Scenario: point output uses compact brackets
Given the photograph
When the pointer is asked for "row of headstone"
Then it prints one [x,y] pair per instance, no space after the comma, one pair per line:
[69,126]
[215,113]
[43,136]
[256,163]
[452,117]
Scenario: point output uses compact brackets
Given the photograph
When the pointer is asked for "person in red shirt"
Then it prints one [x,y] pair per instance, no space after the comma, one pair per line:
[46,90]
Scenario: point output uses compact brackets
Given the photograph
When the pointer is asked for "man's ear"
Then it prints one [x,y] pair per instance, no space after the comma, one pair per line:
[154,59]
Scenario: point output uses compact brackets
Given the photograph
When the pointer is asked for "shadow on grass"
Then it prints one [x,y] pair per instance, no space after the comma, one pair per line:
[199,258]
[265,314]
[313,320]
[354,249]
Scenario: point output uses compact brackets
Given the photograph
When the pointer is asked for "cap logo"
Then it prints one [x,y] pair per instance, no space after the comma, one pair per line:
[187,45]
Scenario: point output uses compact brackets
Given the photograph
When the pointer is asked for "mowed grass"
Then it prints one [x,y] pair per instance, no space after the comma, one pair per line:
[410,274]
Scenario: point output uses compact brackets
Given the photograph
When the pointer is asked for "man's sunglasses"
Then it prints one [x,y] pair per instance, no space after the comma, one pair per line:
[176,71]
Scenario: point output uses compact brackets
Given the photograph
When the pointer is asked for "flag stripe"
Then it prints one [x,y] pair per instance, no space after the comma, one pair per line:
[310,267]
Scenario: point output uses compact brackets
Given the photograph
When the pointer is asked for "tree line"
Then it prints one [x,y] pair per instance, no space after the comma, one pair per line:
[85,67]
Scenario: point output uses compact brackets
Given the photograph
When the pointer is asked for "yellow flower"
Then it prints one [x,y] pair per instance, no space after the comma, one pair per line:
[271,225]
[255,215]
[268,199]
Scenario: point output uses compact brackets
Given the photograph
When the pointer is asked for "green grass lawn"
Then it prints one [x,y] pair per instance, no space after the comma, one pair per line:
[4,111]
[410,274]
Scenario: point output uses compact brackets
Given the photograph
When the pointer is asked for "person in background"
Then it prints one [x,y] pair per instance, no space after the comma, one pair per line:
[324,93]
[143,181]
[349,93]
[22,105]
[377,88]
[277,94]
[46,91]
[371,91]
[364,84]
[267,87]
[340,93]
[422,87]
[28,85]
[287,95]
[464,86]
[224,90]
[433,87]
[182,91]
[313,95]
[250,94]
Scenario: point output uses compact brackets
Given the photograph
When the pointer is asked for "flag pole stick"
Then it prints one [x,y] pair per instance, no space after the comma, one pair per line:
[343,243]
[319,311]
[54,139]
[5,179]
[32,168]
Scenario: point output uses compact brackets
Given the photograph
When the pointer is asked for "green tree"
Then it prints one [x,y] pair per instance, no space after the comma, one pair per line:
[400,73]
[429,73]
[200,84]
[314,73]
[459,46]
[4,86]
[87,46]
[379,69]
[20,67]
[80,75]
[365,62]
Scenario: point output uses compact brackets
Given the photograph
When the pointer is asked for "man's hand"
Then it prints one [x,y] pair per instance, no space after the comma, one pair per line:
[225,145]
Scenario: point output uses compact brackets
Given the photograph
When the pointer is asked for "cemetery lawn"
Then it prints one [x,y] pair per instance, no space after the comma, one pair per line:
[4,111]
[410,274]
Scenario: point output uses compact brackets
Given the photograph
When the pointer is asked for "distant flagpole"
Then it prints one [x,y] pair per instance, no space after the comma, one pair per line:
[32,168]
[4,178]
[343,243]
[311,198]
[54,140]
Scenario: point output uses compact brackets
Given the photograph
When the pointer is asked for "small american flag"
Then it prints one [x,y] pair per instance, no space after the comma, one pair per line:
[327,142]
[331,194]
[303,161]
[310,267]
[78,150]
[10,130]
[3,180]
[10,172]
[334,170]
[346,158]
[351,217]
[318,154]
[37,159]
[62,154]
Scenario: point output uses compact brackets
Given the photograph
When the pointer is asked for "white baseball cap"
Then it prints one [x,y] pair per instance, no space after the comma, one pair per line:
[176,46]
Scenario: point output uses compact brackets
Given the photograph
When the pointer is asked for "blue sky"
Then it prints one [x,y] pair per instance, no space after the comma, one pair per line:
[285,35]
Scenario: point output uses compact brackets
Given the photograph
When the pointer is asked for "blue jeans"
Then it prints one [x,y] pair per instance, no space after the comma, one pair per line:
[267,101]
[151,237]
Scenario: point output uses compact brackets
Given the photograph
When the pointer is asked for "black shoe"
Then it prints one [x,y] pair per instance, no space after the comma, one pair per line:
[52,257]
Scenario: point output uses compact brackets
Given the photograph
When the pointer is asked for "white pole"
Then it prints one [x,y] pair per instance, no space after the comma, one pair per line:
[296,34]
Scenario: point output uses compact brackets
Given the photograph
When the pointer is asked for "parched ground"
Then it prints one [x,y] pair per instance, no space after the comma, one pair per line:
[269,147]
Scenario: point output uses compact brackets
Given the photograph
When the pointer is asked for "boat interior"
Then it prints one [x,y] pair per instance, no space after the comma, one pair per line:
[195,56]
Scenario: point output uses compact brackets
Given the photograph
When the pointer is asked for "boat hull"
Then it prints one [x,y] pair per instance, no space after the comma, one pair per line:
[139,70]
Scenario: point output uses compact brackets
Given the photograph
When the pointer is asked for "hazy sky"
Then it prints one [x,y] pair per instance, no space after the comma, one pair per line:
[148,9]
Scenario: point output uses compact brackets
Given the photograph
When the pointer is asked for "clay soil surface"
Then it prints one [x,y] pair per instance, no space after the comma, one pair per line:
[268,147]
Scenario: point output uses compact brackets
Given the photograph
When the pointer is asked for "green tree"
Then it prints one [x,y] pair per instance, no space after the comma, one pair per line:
---
Work item:
Whenever a line of the records holds the string "white", pick it out and copy it.

Answer below:
When the pointer is asked for "white baseball cap"
When the pointer is asked for "white pole"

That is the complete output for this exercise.